-- START --

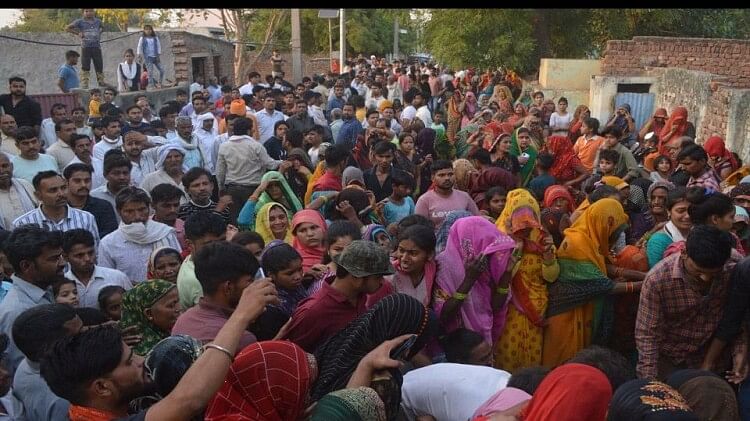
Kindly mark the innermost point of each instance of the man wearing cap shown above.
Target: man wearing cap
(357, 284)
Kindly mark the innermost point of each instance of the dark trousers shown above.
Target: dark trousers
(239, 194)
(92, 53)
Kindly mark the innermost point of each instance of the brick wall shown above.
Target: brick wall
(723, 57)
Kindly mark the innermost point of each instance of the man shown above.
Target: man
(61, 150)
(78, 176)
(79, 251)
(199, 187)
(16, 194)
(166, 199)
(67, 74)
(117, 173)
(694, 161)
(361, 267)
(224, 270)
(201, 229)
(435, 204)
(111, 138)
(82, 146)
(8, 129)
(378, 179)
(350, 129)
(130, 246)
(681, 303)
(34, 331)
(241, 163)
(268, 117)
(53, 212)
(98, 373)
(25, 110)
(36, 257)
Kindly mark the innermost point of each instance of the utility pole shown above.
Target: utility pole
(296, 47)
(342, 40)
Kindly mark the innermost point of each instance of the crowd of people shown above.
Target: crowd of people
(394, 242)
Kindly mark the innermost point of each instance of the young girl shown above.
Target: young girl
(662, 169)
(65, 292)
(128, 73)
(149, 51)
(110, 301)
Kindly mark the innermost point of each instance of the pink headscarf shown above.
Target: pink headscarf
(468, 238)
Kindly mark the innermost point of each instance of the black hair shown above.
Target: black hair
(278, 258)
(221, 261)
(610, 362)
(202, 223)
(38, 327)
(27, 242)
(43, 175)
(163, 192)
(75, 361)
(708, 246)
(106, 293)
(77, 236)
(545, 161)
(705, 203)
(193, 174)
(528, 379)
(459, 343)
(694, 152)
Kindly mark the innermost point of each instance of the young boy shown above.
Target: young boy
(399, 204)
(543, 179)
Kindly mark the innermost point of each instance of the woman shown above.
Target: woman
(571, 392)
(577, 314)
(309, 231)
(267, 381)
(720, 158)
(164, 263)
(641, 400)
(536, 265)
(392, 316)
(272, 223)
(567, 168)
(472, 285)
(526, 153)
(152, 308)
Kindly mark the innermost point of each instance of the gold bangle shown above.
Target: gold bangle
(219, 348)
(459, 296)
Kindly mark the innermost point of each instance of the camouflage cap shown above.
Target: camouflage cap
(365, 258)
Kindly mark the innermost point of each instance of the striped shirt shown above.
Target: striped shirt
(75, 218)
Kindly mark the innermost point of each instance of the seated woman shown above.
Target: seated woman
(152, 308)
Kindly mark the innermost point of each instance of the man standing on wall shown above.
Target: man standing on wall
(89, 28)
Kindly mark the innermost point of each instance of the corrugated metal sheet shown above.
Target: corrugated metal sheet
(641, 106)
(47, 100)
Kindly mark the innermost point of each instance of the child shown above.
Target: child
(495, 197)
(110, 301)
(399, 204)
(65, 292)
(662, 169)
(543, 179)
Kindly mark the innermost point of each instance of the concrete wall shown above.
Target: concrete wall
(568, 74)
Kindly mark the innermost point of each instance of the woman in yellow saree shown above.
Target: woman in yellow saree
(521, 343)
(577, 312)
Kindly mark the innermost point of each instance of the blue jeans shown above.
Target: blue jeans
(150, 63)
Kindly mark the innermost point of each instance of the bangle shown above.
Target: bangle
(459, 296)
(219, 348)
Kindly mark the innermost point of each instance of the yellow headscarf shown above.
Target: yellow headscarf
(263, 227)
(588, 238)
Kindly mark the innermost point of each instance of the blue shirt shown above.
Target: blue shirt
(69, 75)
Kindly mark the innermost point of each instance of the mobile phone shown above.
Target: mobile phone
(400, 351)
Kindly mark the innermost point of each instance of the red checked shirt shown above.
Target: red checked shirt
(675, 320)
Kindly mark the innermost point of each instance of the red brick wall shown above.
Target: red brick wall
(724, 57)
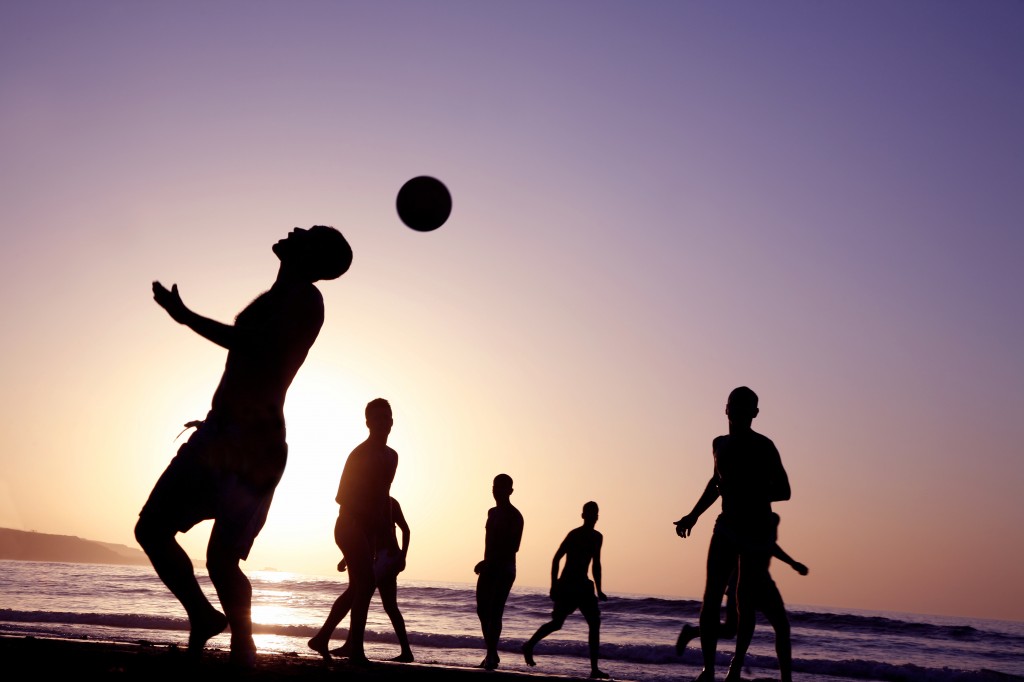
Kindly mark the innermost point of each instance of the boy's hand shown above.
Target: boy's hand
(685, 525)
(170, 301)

-- END --

_Written task_
Copy all of the items above word for word, leaving the pictures out.

_Full output_
Kindly mark the innermost point of each instance of the man wearing cap shown above.
Target: man wearing cap
(357, 284)
Kindly mark the innermost point of each instance of the dark trousers shown above.
Target: dark trousers
(239, 194)
(92, 53)
Kindly mark the innermost point of each instance of the brick wall shown above.
Target: brick wall
(723, 57)
Kindly mark the innermost point of each instance of the man shown above.
Target: man
(61, 150)
(78, 176)
(79, 251)
(199, 187)
(16, 194)
(166, 199)
(67, 74)
(117, 173)
(694, 161)
(361, 267)
(224, 270)
(201, 229)
(435, 204)
(111, 138)
(82, 146)
(8, 129)
(378, 179)
(350, 129)
(130, 246)
(681, 303)
(34, 331)
(241, 163)
(268, 117)
(53, 212)
(98, 373)
(25, 110)
(36, 257)
Kindly mark the innermost point of each instance of the utility pole shown above.
Target: utility pole
(296, 47)
(342, 40)
Kindly mark the innermost point of each instance of the crowd of people shown above.
Target: crowd of people
(394, 242)
Kindly mark the innermost point of each instance of the young girl shown above.
Target: young girl
(662, 169)
(65, 292)
(128, 73)
(149, 51)
(110, 301)
Kindly mark the innermost point of each instance of the pink headscarf shown above.
Target: pink headscarf
(468, 238)
Kindly mark the innermost point of each instance of the black hair shown above.
Target: black hair
(278, 258)
(221, 261)
(610, 362)
(202, 223)
(38, 327)
(27, 242)
(43, 175)
(163, 192)
(75, 361)
(708, 246)
(106, 293)
(77, 236)
(545, 161)
(705, 203)
(193, 174)
(528, 379)
(459, 343)
(694, 152)
Kindly mark the innermost point of each instance of the young boy shown above.
Target: young boy
(399, 204)
(543, 179)
Kindly mark the innermost point of each instance of the woman shown above.
Target: woman
(571, 392)
(577, 314)
(309, 231)
(267, 381)
(720, 158)
(164, 263)
(641, 400)
(536, 265)
(392, 316)
(272, 223)
(567, 168)
(472, 285)
(526, 153)
(152, 308)
Kindly mark the innermost point of each instance of the gold bangle shown above.
Target: gold bangle
(219, 348)
(459, 296)
Kindly mark the innermost point of each instance of the camouflage cap shown above.
Target: camouflage cap
(365, 258)
Kindly mark the innermost point of each instance of the striped shirt shown above.
Target: striped shirt
(75, 218)
Kindly mark the innermost point of each instance of the seated woman shown above.
Target: seated woman
(152, 308)
Kindly mark the innermost point of each instance of the man standing on wall shown above.
Target: man standing on wall
(89, 28)
Kindly mark the innermost point of each instance of the corrugated metal sheet shown above.
Target: corrugated metal sheet
(641, 106)
(47, 100)
Kindly mark the innermost point of each instance of the child shown above.
Target: child
(495, 197)
(110, 301)
(399, 204)
(65, 292)
(662, 169)
(543, 179)
Kindly mark the innermost point of each instance of the concrete wall shown above.
Target: concrete wall
(568, 74)
Kindly mark the innermost point of each instance of the woman in yellow saree shown above.
Target: woman in yellow saree
(521, 343)
(577, 312)
Kindly mark the innermost point of each instance of the blue jeans shown above.
Target: blue jeans
(150, 63)
Kindly mark the innermost point of each instance of the bangle shown above.
Target: bangle
(459, 296)
(219, 348)
Kindly mark the innermost point of each instance of the yellow headscarf shown above.
Target: yellow headscarf
(263, 227)
(588, 238)
Kindly mark the innermost point of each instance of the blue shirt shown above.
Target: blue shirt
(69, 75)
Kindly mark the innermost point of each instance of the mobile phone shown above.
Target: mobile phone
(400, 351)
Kindly mark the innermost point of each instance of the red checked shirt shown above.
Target: red checked shirt
(675, 320)
Kindly mark the innermost point of each instance of the red brick wall shown above.
Target: red brick wall
(724, 57)
Kindly mark the innermost point of each instance of the boy's hand shown above.
Target: boy's hand
(685, 525)
(170, 301)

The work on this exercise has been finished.